-- Start of DATA LINES --

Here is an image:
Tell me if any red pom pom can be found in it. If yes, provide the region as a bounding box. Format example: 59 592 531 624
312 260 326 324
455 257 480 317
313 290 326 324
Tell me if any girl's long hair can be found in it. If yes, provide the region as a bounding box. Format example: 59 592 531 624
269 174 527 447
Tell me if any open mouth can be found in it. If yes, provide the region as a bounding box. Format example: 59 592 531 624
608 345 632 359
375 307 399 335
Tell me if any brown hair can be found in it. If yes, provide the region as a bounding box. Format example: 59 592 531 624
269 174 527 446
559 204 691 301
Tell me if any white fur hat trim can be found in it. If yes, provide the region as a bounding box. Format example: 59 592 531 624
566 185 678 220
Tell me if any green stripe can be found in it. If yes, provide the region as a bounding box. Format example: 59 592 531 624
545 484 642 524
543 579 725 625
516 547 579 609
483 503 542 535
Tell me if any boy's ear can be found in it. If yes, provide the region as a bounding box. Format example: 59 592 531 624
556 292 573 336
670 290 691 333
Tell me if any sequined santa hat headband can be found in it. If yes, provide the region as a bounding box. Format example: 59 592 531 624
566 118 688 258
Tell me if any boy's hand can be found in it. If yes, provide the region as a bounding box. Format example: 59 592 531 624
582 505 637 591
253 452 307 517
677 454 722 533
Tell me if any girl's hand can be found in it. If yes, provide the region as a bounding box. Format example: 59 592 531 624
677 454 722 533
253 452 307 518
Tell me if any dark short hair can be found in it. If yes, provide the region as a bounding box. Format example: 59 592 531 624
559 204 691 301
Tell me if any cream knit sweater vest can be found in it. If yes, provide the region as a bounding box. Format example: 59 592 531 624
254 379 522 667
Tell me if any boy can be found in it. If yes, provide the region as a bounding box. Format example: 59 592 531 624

-- End of DATA LINES --

Pull out every line of the entries above that contains the string "girl". Case counts.

RIGHT ANSWER
Tell me if any girl's long hair can be found in it. If yes, provide the region as a bounding box. Format example: 59 592 531 624
Tell me if any girl's hand can be found in it. If yes, provide the region as a bounding box. Format example: 59 592 531 624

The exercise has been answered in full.